**What is expected:**
Set down the records again. Every word and mark must match exactly.

**Available data:**
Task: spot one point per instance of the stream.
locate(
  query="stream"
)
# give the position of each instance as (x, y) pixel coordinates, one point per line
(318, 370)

**Answer for the task:**
Task: spot one point per instance of the stream.
locate(
  query="stream"
)
# give the position of each instance as (x, y) pixel coordinates, one point per line
(318, 370)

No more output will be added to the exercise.